Exercise description —
Make your reply a word-for-word repeat of the records.

┄┄┄┄┄┄┄┄┄┄┄┄┄┄┄┄┄┄┄┄

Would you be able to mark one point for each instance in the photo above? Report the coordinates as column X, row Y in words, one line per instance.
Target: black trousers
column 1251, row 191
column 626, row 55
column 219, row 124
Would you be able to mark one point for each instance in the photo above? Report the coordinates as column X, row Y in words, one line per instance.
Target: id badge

┄┄┄┄┄┄┄┄┄┄┄┄┄┄┄┄┄┄┄┄

Written solution —
Would you be able to mark one point for each instance in the photo above? Report the coordinates as column X, row Y in words, one line per instance.
Target: black trousers
column 1251, row 191
column 626, row 55
column 219, row 124
Would you be able to mark one point for each instance in the photo above? Report the coordinates as column X, row Y in words, one line per instance.
Target: id badge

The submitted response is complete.